* Supplied records *
— Start —

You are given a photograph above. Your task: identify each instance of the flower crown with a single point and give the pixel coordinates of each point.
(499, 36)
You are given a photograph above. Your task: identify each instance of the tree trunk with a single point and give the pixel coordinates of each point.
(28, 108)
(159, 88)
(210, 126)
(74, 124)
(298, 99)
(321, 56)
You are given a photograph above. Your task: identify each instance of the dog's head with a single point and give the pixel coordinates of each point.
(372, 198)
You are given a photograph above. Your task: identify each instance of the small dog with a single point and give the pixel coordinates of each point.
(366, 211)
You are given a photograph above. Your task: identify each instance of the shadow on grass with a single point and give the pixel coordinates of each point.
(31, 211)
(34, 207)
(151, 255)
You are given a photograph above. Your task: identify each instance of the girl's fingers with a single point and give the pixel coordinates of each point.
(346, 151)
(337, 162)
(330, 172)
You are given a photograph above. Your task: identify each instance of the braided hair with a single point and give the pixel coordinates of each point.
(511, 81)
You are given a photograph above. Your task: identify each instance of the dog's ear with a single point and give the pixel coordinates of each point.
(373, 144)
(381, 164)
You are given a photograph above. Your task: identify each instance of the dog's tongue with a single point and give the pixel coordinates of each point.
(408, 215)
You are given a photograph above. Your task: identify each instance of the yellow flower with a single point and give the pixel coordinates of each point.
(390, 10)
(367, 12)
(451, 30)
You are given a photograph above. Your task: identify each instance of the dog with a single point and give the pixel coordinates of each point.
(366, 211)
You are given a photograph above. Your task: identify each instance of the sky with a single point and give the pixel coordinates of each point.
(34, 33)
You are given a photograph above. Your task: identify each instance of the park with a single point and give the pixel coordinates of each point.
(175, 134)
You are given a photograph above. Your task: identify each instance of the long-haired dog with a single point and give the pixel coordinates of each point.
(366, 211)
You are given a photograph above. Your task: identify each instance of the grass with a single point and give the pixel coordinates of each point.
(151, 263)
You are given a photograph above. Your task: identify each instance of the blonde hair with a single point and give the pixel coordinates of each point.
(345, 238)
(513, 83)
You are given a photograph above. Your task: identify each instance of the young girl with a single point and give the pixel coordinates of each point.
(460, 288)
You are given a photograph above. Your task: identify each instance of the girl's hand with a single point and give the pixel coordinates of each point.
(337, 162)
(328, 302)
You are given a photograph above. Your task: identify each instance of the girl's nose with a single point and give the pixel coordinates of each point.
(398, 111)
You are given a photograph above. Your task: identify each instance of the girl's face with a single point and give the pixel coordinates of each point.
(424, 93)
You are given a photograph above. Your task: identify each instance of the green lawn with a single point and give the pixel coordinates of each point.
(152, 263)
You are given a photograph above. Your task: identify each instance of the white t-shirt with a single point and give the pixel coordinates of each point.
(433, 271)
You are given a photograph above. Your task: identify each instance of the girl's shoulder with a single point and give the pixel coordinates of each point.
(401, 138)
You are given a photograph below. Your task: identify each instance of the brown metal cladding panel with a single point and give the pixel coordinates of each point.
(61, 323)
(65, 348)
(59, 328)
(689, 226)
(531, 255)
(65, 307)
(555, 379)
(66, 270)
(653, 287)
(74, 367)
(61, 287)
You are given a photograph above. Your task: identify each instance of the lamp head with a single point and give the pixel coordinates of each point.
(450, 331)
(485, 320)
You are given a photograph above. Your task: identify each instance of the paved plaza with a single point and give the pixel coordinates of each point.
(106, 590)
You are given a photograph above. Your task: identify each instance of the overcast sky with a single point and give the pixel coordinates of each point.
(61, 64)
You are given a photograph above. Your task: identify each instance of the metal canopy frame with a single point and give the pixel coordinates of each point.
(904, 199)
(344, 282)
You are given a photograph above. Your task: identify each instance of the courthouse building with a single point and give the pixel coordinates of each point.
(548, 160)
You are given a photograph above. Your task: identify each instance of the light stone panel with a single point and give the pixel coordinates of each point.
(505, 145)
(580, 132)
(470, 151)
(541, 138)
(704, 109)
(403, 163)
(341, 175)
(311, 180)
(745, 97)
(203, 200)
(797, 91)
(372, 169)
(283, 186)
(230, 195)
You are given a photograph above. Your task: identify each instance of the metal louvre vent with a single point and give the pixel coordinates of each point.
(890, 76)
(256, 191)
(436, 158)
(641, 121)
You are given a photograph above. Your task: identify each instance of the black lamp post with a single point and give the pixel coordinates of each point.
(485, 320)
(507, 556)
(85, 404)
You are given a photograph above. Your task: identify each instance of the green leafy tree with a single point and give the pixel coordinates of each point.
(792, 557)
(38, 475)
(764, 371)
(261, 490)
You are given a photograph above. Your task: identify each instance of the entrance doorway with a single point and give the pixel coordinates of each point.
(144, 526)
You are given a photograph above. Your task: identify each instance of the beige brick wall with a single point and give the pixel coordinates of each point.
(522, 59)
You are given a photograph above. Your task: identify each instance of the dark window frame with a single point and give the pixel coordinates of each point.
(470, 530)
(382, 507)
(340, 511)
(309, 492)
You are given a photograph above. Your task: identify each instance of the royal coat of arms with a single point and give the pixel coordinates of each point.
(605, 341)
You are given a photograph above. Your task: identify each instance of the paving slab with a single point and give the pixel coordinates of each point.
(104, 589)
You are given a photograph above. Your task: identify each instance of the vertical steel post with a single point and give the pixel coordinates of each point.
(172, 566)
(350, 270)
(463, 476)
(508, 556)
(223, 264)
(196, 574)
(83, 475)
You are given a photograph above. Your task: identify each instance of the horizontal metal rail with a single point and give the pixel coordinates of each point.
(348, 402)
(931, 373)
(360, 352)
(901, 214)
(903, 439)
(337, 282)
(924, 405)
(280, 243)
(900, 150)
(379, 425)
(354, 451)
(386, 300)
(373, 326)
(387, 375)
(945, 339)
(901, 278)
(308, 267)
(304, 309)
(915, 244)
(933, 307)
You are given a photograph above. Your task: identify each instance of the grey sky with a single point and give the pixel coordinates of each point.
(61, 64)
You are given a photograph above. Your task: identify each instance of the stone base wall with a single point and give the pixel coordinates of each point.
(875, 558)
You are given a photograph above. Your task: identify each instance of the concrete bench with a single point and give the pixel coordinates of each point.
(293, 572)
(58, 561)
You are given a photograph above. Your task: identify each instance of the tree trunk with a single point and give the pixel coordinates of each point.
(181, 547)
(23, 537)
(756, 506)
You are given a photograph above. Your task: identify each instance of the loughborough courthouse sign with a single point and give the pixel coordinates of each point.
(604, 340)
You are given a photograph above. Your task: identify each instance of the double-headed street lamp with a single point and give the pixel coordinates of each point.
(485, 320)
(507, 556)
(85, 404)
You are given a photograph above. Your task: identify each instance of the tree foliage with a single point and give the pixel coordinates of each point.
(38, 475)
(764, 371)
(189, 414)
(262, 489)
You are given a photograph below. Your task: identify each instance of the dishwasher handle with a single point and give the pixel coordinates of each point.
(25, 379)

— End —
— Start —

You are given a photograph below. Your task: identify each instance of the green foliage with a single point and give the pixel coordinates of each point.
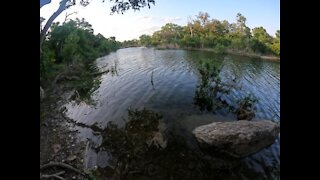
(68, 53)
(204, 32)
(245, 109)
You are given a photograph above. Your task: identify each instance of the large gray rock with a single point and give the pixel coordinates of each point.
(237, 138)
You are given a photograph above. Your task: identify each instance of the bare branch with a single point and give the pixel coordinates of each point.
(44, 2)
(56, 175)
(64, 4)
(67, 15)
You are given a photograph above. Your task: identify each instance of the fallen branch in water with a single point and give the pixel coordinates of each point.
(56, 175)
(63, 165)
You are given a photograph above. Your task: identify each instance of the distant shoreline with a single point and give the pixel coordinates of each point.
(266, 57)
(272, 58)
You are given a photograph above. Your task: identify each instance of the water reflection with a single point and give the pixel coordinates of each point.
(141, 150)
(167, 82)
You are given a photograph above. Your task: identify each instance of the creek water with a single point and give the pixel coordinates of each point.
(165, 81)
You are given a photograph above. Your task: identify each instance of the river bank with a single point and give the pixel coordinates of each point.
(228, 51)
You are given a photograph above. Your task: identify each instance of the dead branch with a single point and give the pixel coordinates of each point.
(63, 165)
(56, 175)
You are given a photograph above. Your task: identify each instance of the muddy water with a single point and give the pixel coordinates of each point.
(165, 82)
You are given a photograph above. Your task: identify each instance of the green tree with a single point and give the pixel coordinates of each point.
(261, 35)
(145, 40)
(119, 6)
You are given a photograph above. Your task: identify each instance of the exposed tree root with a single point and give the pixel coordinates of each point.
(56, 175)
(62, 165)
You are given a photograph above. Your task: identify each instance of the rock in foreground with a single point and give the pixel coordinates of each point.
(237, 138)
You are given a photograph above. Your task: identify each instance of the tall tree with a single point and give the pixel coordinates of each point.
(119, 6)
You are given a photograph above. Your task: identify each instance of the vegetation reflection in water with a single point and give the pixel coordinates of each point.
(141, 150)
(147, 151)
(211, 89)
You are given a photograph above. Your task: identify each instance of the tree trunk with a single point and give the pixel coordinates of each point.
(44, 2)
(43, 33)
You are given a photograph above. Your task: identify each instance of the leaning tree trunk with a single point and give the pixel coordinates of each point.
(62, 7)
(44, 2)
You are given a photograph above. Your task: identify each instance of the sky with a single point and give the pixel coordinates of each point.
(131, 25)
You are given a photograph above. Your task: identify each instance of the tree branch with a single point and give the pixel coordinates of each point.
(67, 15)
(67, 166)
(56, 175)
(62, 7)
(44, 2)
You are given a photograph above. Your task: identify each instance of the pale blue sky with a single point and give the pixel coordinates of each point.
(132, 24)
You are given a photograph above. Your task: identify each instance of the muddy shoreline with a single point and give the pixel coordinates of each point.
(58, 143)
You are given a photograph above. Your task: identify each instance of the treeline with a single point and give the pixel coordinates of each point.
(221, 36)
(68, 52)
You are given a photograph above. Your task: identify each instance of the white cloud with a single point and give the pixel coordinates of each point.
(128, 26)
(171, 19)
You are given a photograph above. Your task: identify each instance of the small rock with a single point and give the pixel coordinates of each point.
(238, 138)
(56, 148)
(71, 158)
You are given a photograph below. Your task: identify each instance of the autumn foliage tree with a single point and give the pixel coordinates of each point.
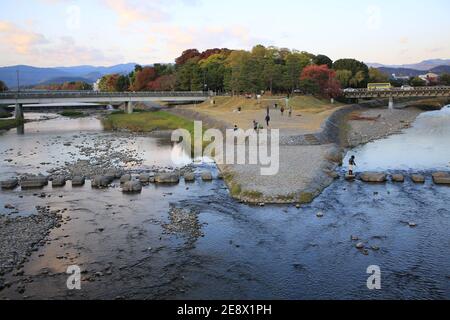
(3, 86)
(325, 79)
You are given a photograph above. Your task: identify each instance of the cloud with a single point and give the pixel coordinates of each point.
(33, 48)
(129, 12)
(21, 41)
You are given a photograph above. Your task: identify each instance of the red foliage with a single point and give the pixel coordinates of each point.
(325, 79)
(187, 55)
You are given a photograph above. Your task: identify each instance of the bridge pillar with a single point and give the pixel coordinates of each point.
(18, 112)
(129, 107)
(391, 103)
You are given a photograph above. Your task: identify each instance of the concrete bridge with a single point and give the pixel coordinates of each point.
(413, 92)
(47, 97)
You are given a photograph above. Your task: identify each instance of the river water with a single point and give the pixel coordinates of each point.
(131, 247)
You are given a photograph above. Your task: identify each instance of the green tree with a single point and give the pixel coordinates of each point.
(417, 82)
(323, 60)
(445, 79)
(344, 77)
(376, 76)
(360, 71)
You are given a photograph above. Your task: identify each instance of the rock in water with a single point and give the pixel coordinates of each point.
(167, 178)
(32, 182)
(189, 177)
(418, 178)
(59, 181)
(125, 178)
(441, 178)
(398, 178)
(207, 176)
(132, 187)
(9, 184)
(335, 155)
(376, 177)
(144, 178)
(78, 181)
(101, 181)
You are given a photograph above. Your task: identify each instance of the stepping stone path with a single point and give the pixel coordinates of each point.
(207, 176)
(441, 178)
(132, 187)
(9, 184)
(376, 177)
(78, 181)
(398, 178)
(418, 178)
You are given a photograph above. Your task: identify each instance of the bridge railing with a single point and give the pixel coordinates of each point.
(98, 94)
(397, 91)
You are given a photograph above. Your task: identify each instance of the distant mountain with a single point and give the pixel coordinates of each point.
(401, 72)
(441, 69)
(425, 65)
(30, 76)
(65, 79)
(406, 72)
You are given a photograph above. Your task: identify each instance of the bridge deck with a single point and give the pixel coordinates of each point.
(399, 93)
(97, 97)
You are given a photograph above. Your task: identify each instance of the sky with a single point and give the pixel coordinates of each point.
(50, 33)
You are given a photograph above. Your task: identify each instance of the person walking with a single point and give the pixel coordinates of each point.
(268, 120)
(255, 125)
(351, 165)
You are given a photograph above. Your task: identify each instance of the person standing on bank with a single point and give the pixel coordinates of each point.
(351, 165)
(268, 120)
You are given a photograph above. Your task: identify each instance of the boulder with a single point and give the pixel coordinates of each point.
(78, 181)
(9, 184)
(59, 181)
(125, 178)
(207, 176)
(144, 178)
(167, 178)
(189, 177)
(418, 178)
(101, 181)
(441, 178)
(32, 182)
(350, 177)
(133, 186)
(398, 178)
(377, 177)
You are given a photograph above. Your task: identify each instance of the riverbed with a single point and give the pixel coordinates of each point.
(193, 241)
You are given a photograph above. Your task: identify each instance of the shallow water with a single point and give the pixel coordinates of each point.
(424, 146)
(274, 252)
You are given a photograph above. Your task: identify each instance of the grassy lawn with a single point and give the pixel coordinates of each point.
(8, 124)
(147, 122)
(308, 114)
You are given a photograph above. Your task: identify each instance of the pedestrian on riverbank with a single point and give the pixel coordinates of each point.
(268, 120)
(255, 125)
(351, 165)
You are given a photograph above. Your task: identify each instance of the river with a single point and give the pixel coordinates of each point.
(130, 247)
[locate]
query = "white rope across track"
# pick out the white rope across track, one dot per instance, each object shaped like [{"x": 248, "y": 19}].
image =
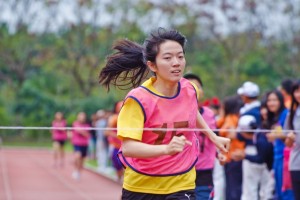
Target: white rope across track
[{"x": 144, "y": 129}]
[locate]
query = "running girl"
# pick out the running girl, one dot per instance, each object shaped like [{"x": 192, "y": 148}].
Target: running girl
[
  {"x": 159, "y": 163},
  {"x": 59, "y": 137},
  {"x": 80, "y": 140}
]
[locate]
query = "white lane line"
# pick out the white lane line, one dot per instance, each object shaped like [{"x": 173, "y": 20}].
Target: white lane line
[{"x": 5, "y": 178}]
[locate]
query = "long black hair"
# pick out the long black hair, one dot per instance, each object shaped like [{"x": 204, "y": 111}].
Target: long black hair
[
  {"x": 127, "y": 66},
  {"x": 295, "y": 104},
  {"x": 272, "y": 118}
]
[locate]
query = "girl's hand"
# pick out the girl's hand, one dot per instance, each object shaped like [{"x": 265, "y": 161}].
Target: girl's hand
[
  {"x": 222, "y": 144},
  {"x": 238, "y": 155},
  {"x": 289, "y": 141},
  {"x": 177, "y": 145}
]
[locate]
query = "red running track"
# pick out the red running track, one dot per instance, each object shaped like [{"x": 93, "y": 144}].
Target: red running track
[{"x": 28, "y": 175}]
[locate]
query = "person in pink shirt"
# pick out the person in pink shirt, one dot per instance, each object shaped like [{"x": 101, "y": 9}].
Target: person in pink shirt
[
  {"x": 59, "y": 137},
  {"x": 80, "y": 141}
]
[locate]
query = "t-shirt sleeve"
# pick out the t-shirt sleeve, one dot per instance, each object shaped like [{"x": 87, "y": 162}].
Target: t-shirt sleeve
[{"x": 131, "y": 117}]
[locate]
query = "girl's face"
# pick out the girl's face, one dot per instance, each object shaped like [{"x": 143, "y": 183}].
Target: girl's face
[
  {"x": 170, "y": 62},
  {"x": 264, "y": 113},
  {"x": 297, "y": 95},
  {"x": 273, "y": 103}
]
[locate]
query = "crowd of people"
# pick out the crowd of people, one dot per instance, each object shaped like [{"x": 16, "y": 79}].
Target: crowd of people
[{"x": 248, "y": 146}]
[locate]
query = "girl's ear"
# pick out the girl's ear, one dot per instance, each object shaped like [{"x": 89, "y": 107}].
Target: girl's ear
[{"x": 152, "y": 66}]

— End —

* Stated task *
List each line in the records that contains the word "post". Letter case matters.

* Task response *
You are given a photograph above. Your task: identify each instance of the black lamp post with a single point and give the pixel coordinates of each point.
You are given a photograph above. Your task: identify each instance of the vertical steel post with a single point and give the pixel coordinates of each point.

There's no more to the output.